• _Records shown_:
════════

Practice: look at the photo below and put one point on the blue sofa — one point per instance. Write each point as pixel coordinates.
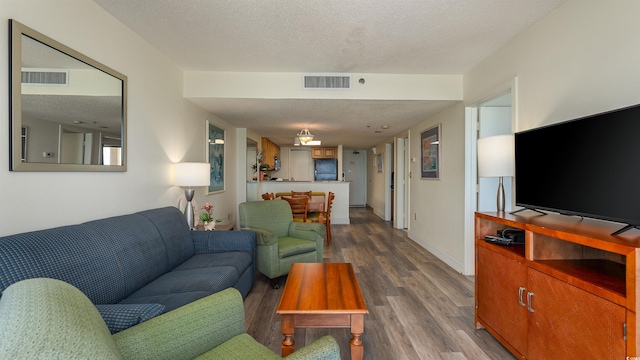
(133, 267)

════════

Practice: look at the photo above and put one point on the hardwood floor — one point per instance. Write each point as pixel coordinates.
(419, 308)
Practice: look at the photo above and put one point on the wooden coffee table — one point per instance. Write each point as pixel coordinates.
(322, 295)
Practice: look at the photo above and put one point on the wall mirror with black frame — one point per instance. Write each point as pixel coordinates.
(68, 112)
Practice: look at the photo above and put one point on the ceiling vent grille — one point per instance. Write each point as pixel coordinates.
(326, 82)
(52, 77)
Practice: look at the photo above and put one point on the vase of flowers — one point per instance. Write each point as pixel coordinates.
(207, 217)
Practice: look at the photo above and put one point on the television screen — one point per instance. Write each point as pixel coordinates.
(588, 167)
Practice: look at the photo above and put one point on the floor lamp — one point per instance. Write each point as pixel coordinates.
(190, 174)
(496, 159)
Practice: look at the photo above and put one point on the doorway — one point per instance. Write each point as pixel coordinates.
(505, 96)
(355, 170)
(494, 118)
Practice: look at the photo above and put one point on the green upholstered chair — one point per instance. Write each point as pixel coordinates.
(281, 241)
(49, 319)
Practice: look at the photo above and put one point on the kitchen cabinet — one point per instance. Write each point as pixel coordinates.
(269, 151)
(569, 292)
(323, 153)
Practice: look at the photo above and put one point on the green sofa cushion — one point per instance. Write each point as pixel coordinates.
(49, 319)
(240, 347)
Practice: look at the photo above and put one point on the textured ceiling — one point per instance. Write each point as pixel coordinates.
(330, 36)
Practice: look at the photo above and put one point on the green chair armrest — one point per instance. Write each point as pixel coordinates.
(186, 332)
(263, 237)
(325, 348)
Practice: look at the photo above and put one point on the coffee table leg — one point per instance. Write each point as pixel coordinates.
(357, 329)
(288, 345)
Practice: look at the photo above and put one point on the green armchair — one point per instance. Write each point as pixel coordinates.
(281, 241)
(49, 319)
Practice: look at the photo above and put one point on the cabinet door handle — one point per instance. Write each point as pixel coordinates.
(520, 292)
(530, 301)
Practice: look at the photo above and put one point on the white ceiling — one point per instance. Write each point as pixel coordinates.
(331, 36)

════════

• _Instructions to follow_:
Return every line from the listing above that has the word "cabinet" in it, copied in full. Count a match only when the capital and small letters are the same.

• _Solution below_:
Practice: look at the photo above and put one point on the kitchen cabinet — one point per instance. Write each point as pixel coordinates.
Practice: look at the photo above and put one point on the cabinet door handle — one point per instance. Write each point as pixel coordinates.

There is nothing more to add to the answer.